§ **MATERIAL SUPPLIED**
- - - - - - -

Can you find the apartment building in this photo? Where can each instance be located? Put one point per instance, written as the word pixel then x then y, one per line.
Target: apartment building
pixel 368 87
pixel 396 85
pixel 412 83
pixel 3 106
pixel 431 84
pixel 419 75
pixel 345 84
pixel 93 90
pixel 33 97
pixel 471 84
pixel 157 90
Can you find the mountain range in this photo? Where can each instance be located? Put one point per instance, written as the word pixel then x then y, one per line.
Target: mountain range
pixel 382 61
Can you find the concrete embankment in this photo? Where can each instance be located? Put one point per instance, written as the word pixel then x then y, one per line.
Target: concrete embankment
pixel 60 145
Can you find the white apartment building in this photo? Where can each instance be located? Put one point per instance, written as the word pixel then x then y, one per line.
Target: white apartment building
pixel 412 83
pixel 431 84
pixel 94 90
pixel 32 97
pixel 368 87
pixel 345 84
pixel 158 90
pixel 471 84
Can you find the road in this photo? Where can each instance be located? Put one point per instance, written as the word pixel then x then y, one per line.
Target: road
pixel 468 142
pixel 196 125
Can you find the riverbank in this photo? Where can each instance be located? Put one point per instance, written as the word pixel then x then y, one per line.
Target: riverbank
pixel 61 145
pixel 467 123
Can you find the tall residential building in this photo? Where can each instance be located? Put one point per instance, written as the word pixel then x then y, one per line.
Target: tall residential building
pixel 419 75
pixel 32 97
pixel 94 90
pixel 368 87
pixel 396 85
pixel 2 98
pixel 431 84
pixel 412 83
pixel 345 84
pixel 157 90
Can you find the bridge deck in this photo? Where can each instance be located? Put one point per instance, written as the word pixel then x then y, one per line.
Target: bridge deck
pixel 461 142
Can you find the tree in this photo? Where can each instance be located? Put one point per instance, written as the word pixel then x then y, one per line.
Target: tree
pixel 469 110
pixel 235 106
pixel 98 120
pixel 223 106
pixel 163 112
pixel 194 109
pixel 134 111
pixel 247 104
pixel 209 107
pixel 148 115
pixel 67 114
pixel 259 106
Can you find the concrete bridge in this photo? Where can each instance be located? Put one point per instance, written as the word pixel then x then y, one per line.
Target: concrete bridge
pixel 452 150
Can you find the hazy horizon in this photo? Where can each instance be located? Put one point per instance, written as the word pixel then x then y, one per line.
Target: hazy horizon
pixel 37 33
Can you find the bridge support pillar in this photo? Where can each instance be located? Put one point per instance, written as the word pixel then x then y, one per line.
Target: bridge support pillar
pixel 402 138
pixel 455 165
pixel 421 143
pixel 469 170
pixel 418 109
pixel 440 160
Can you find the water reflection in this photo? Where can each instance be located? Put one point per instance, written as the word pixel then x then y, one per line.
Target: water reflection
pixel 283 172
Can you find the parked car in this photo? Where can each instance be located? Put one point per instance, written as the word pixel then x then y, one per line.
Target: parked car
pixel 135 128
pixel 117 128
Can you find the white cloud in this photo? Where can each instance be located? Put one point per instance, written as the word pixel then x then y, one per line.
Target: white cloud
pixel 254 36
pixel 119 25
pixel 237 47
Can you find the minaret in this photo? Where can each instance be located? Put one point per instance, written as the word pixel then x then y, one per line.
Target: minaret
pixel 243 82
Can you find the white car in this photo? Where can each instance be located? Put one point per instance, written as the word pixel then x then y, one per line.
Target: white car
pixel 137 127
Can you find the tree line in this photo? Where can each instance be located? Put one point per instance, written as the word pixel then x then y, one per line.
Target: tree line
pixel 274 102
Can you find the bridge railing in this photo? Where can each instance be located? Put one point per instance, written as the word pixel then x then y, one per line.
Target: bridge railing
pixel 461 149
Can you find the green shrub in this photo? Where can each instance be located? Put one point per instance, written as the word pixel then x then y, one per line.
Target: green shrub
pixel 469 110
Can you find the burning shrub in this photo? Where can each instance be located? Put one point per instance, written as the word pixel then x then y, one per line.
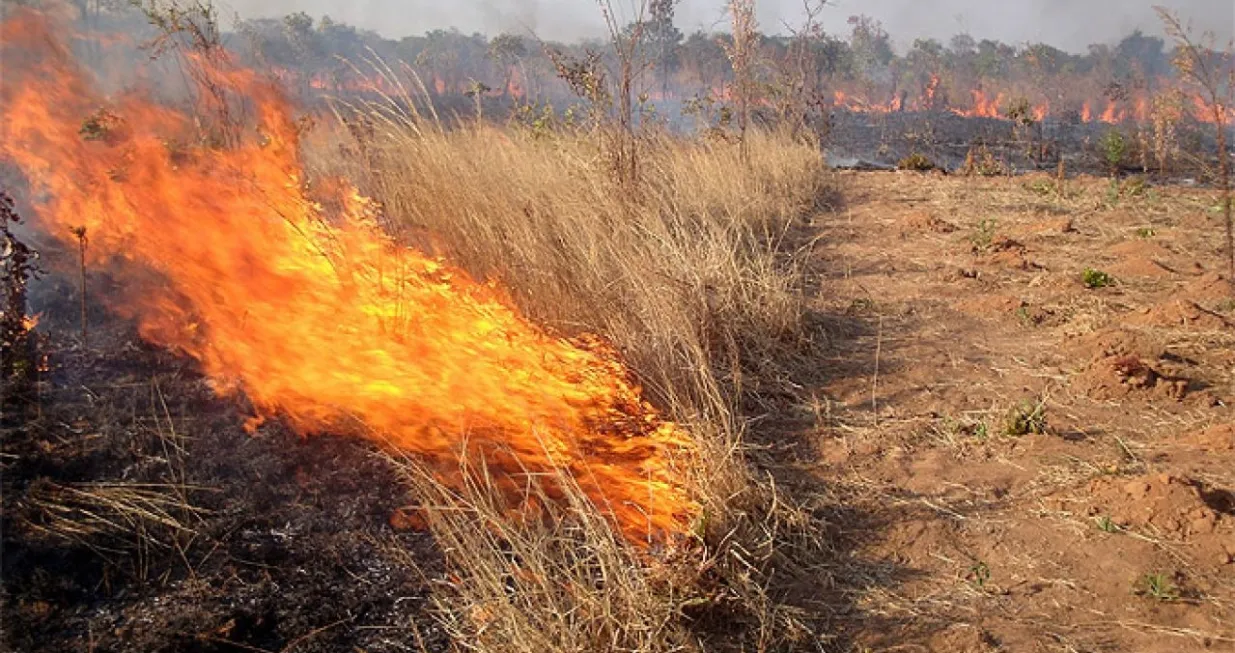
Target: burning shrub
pixel 19 356
pixel 981 162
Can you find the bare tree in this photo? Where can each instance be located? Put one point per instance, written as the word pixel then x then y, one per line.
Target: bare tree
pixel 741 57
pixel 626 45
pixel 1214 72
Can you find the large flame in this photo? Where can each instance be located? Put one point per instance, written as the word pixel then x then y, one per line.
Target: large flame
pixel 315 314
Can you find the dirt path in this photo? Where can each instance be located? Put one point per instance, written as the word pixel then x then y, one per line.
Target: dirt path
pixel 1039 465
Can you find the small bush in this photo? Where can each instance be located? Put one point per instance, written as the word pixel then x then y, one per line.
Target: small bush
pixel 1114 149
pixel 981 162
pixel 1093 278
pixel 1025 419
pixel 916 162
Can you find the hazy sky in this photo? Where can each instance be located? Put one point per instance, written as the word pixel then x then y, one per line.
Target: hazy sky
pixel 1067 24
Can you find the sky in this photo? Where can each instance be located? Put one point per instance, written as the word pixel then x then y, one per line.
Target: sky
pixel 1066 24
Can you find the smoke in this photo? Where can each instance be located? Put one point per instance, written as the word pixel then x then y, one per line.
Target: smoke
pixel 1066 24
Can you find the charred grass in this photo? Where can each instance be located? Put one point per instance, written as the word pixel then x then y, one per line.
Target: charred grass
pixel 697 274
pixel 140 514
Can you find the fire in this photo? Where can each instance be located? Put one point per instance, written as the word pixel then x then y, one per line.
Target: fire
pixel 1112 115
pixel 1207 111
pixel 310 309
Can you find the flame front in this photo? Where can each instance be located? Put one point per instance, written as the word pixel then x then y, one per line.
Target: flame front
pixel 320 317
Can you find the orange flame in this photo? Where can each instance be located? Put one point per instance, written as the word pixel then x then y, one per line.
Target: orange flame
pixel 1110 116
pixel 1209 114
pixel 314 312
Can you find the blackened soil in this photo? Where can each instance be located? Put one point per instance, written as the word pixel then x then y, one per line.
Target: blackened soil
pixel 268 542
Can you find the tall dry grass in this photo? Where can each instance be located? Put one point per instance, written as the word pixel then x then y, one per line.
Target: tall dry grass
pixel 695 277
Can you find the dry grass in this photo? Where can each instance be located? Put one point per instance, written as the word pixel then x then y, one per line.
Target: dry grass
pixel 698 279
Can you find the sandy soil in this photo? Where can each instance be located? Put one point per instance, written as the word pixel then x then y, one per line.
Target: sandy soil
pixel 1103 522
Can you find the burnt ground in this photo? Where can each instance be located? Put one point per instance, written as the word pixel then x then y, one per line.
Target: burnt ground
pixel 1005 459
pixel 138 515
pixel 946 138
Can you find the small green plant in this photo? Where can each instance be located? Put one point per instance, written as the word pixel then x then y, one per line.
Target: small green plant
pixel 916 162
pixel 979 574
pixel 981 162
pixel 1093 278
pixel 1134 187
pixel 1114 149
pixel 1159 586
pixel 1041 187
pixel 1026 417
pixel 984 233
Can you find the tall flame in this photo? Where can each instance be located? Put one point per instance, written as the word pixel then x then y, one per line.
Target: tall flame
pixel 315 314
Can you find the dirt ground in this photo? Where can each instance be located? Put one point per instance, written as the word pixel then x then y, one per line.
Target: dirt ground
pixel 1004 458
pixel 1014 461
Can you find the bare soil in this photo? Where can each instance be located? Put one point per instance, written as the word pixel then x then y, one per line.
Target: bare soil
pixel 1109 528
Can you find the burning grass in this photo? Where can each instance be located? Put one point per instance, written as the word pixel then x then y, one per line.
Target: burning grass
pixel 697 280
pixel 540 465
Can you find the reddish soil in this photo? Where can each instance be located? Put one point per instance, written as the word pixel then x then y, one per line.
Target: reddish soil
pixel 1112 528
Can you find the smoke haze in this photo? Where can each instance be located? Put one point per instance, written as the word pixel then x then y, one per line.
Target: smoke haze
pixel 1066 24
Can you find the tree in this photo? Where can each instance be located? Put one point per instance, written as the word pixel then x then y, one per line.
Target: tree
pixel 1202 63
pixel 663 38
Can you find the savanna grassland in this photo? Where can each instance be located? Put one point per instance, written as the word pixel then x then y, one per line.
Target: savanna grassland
pixel 346 379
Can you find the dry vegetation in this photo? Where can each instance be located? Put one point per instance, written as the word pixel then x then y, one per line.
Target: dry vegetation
pixel 697 274
pixel 949 438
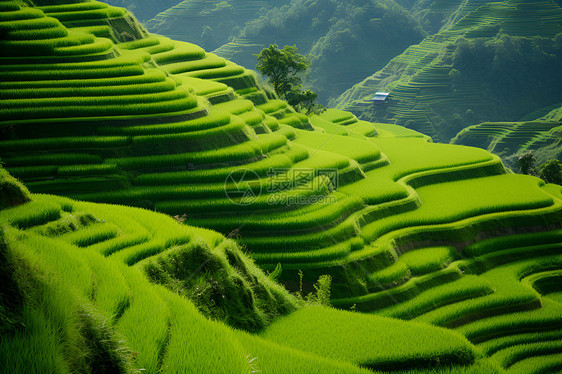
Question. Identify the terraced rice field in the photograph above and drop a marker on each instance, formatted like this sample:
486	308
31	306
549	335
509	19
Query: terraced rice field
419	80
511	138
435	233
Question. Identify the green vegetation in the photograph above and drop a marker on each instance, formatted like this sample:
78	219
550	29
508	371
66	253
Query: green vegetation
343	41
492	61
442	260
284	67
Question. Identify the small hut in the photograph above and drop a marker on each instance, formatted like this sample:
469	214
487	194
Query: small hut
379	98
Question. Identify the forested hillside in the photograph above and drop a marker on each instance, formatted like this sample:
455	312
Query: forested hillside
340	245
344	40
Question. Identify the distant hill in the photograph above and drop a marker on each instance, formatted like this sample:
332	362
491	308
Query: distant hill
497	62
144	9
537	132
344	40
435	258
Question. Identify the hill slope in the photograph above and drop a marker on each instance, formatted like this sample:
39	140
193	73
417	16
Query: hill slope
510	139
494	62
406	228
344	41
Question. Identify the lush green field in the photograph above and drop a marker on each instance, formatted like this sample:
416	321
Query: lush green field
487	62
96	109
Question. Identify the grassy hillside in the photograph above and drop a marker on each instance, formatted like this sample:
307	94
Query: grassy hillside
436	235
208	23
510	139
492	62
344	41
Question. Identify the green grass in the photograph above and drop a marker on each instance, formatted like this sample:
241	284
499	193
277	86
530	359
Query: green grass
370	341
421	231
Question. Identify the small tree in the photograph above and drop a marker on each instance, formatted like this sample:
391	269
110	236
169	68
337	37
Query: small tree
285	67
551	172
527	163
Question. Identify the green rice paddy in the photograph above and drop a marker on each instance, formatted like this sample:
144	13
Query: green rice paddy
440	260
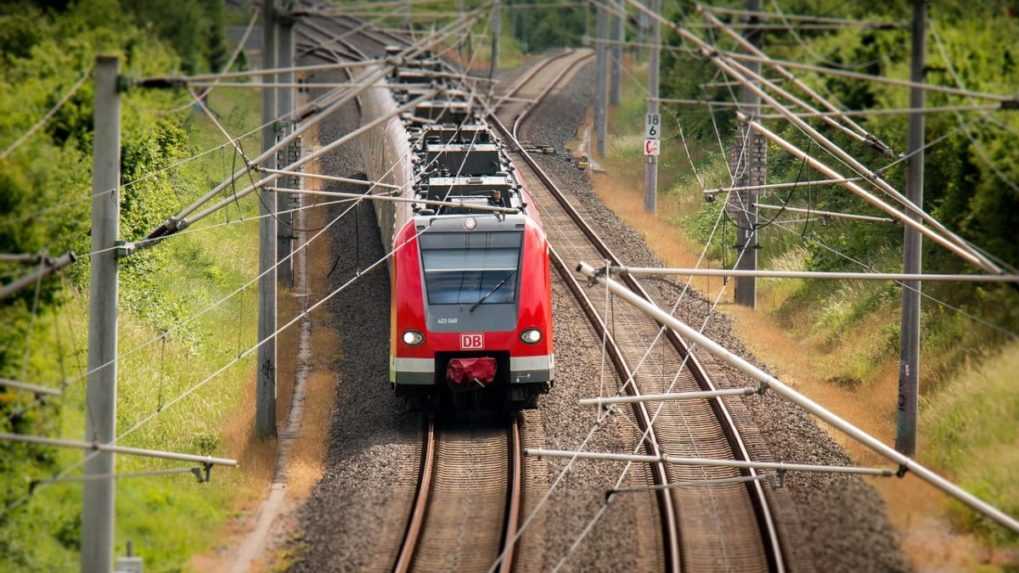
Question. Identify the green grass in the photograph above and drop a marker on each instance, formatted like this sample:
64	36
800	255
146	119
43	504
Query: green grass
167	519
971	401
972	433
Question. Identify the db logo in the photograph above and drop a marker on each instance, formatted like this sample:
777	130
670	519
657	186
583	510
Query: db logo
472	342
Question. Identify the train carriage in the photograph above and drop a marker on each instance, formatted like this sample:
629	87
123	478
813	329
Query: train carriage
471	313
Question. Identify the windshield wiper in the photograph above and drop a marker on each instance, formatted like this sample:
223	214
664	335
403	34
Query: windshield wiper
490	293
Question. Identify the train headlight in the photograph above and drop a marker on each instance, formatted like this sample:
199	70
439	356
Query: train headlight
413	337
531	335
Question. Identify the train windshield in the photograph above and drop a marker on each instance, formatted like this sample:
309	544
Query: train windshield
471	268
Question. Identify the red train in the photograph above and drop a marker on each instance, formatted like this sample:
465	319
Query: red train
471	289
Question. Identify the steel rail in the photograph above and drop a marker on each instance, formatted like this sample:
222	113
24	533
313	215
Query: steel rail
548	89
510	96
515	491
659	472
766	524
416	524
414	532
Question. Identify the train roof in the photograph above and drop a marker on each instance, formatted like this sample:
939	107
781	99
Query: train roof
457	156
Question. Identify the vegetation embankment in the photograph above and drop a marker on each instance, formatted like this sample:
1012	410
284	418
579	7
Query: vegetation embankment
173	329
969	398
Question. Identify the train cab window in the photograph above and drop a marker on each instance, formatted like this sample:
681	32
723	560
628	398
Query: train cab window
471	268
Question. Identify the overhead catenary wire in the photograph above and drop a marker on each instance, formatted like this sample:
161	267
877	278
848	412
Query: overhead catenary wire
46	267
795	17
48	115
209	77
1008	99
195	387
28	386
114	449
786	392
229	62
750	80
322	108
849	126
540	504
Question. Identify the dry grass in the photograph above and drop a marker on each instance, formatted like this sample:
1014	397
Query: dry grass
664	240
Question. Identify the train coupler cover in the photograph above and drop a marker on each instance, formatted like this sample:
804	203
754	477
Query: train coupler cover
465	372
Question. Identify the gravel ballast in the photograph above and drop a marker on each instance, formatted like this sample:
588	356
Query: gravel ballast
832	522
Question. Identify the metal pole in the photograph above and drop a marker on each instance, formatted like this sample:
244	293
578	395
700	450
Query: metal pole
101	396
750	166
265	401
746	76
496	32
601	83
909	339
778	386
284	105
651	165
617	51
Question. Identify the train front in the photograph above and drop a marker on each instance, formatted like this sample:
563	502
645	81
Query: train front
472	312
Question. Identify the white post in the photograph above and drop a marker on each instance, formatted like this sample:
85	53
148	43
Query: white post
101	395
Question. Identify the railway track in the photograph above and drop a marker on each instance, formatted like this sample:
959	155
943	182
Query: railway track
704	528
514	106
468	504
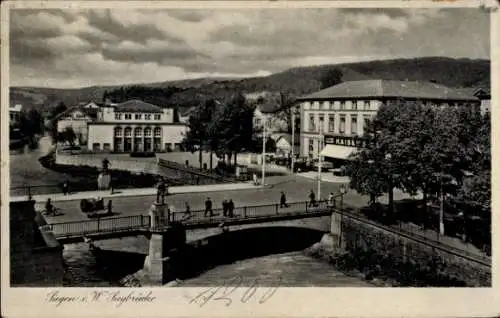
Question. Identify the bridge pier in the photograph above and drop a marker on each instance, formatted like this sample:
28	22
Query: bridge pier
159	265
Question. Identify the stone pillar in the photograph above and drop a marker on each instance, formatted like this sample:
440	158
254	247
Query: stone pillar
336	230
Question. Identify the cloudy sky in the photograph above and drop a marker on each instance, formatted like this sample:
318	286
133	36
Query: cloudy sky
70	48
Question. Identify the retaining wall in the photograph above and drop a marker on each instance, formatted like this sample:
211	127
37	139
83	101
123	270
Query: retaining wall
35	256
388	246
131	164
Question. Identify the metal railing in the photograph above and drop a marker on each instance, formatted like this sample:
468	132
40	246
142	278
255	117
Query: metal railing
429	237
260	213
100	225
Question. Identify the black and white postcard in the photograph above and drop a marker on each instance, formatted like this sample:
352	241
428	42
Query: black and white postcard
249	158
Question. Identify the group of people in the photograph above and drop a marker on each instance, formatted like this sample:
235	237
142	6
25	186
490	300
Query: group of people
227	208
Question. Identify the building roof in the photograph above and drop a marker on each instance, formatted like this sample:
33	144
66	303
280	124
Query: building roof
91	112
286	137
16	108
477	91
137	106
390	89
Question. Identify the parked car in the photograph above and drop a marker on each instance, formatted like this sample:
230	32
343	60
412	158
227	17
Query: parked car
302	165
325	165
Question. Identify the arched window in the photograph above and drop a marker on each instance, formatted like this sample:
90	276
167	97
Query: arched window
128	132
157	132
118	131
138	132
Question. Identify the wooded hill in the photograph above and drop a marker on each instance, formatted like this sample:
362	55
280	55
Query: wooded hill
294	81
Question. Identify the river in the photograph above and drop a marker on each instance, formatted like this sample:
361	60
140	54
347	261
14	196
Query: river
292	269
26	170
286	269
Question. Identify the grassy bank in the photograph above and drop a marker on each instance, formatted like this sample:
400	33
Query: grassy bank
84	178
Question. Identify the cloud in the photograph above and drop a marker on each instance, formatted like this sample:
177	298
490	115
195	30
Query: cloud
82	47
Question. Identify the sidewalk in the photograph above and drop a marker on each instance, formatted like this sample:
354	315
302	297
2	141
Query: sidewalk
325	176
58	197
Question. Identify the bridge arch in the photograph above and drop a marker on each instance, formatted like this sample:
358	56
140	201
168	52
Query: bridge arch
239	244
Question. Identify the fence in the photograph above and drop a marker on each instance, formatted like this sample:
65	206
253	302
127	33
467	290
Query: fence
100	225
263	212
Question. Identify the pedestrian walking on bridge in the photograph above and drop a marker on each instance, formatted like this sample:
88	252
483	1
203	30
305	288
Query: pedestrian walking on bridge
230	208
208	207
312	199
283	200
160	191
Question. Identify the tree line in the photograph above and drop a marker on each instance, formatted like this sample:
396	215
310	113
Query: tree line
419	148
223	128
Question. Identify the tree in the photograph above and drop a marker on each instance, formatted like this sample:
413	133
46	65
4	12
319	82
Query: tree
67	135
429	150
197	136
331	77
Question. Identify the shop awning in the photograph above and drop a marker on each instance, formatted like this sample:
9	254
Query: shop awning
337	151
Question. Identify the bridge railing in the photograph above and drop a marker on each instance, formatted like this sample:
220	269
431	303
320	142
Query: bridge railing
249	212
99	225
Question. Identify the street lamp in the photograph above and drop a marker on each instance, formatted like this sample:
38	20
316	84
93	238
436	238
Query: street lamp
263	149
320	148
388	158
343	191
293	110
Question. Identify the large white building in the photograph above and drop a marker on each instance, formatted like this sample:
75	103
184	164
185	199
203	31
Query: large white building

- - - - - - -

§ **WORK TO DO**
Everything from the line containing "Question. Identify the bridge arch" to the end of the data above should be quoted exactly, please, both ends included, and nothing outside that span.

§ **COMPLETE ANSWER**
Question. Identify the bridge arch in the photograph above and drop a marker on each instance, formatted like this sample:
358	56
140	201
168	52
Query: bridge arch
239	244
Question. Identify the fence in the photograph above and drop a marker on each instance, formatted like this sample:
65	206
253	302
127	33
467	290
Query: fence
100	225
263	212
Question. Identify the pedestrian walking on bridge in the photograph above and drop a marker on each instance, formatted like this sample:
88	252
483	1
203	30
305	288
Query: pedestrian walking on bridge
230	208
208	207
312	199
283	200
160	191
Question. Identify the tree line in the photograph above and drop a marker on each instance, formatted like this sample:
396	215
310	113
Query: tree line
419	148
223	128
Question. Identify the tree in the photograph above and drop a marker on each instance, formatted like this sample:
413	133
46	65
4	12
319	82
Query: tree
67	135
429	150
197	136
331	77
Question. Identify the shop awning in the photograph above and drop a marker on each instance, formatted like this sample:
9	254
Query: shop awning
337	151
Question. Identify the bridge railing in the photograph above and drop a marker on each instance, formatted like this sample:
220	269
431	303
320	142
Query: bridge railing
249	212
99	225
Question. Identify the street lamp in the photograph above and drop a marker on each instance, formatted like this sample:
38	20
316	84
93	238
436	238
Query: street lamp
263	149
320	148
388	158
343	191
293	110
Question. Identify the large white building in the photograph above and drop a marker on each instance, formatted like this sample:
75	103
184	164
185	199
203	31
Query: large white building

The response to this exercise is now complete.